* [WHAT YOU SHOULD DO] Transcribe verbatim the passage from the account of the Rocky Mountain ETS meeting, starting with "1. Denver, Colorado" and going on through "leave it there.".

PAGE EXTRACT start

Christianity,  Theology/Bible,  Transgenderism

What Happened at the Rocky Mountain ETS?

Another annual meeting of the Evangelical Theological Society (ETS) is now in the books. We met in Denver, Colorado this year, and it was a really good week. For those of you unfamiliar with ETS, it is a society of theologians and biblical scholars who are dedicated to biblical inerrancy and a belief in the Trinity. At the annual meeting, members come together to present academic papers, meet with publishers, and catch up with old friends. Keep in mind that I only experienced a narrow slice of things, but here are my reflections on what I saw.

1. Denver, Colorado

It’s really cold there. It’s also a place where marijuana is legal, which I guess explains one really strange experience on the way to the hotel from the airport. I was in a rental car with some colleagues on the freeway going about 70 mile per hour, when all of a sudden out of nowhere we started smelling marijuana. Trust me, there was no marijuana in the car with us. Nevertheless, on the freeway and not yet in the city, we somehow got a whiff inside our car of marijuana someone else was smoking outside our car. I don’t know how much marijuana it takes to pull that off, but it must be a lot. That can’t be good. I’ll leave it there.

2. CBMW Dinner

Every year the Council on Biblical Manhood and Womanhood (CBMW) hosts a small banquet the night before ETS to engage and encourage complementarian scholarship. It is always such a rich time of fellowship and discussion with likeminded brothers and sisters. I first attended one of these when I was a Ph.D. candidate myself many years ago, and I am pleased that we are still able to continue this event. Jim Hamilton delivered a homerun of an address titled “Marx Has Won the Culture, but He Won’t Win the War.” It will be appearing in the Spring issue of Eikon. Keep your eyes peeled for that one.

3. Panel on John Piper’s Book What Is Saving Faith?

This was the only session that I planned to listen to from start to finish, and I did. There has been some controversy around Piper’s recent book What Is Saving Faith? Reflections on Receiving Christ as a Treasure (Crossway, 2022). I won’t rehearse it all here, but some critics have charged Piper with adopting a view of faith that is more akin to Roman Catholicism than to Reformed Protestantism. Because Piper includes an affectional element in his definition of faith, he undermines sola fide. That’s the gist of the criticism anyway.

I came with an open mind and heart wanting to hear from both sides to find out who could make the most persuasive case from Scripture. John Piper presented his case first, and then Guy Waters and J. V. Fesko responded with substantial critiques. Waters focused his critique on Piper’s reading of Scripture, and Fesko focused his on Piper’s use of historical sources. Joe Rigney moderated a spirited and respectful discussion after the three papers.

PAGE EXTRACT end
GIVEN RECORDS start

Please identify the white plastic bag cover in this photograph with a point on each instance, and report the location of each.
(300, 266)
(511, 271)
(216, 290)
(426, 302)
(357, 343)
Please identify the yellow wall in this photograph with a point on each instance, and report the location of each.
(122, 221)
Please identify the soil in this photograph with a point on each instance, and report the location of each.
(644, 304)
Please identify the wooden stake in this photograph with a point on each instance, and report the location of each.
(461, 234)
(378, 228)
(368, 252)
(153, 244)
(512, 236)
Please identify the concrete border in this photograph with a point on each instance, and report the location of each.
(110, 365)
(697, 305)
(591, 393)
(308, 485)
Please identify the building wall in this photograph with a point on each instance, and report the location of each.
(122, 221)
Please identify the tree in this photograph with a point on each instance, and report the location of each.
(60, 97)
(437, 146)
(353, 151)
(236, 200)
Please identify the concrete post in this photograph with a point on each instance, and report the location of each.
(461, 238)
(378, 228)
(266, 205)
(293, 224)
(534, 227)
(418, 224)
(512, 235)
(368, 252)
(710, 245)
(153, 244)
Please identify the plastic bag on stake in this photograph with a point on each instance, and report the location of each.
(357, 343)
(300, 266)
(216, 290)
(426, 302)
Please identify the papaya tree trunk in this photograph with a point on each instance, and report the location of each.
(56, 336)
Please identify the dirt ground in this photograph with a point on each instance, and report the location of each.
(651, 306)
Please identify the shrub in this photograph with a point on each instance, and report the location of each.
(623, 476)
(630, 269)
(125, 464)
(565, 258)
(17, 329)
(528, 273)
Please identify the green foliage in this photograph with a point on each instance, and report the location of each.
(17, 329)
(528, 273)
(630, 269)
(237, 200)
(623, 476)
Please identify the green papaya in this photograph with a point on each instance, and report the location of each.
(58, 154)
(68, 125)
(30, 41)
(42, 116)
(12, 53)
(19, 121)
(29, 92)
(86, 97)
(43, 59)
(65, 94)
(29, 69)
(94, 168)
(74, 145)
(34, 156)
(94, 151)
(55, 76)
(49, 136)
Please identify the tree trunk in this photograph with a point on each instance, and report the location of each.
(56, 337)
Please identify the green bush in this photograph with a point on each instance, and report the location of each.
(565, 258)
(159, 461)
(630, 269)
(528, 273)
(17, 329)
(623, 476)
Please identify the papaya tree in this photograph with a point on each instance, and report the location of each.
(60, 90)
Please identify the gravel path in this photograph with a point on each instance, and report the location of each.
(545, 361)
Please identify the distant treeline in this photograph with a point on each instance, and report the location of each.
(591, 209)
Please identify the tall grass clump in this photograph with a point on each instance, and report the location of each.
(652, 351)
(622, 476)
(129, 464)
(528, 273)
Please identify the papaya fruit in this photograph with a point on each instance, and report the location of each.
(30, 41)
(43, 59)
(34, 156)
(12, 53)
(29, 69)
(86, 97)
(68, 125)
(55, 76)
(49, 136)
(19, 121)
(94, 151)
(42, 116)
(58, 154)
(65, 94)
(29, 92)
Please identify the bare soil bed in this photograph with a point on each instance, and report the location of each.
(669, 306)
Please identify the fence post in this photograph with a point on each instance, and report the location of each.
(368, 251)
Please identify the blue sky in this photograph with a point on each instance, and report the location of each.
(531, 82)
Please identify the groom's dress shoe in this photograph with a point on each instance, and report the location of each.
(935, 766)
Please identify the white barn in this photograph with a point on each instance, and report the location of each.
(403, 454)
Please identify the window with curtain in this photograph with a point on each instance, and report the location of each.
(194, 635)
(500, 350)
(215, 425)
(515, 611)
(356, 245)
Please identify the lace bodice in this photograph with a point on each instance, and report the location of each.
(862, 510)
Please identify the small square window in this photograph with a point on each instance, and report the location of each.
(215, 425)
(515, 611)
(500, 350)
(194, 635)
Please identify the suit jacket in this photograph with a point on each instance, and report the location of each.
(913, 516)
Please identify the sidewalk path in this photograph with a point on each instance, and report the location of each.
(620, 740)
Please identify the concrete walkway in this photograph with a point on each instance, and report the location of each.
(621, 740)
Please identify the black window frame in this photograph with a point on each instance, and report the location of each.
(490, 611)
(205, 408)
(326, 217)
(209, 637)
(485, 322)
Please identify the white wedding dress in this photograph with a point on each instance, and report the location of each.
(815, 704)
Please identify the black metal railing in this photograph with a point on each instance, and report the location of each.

GIVEN RECORDS end

* [SOLUTION BELOW]
1. Denver, Colorado

It’s really cold there. It’s also a place where marijuana is legal, which I guess explains one really strange experience on the way to the hotel from the airport. I was in a rental car with some colleagues on the freeway going about 70 mile per hour, when all of a sudden out of nowhere we started smelling marijuana. Trust me, there was no marijuana in the car with us. Nevertheless, on the freeway and not yet in the city, we somehow got a whiff inside our car of marijuana someone else was smoking outside our car. I don’t know how much marijuana it takes to pull that off, but it must be a lot. That can’t be good. I’ll leave it there.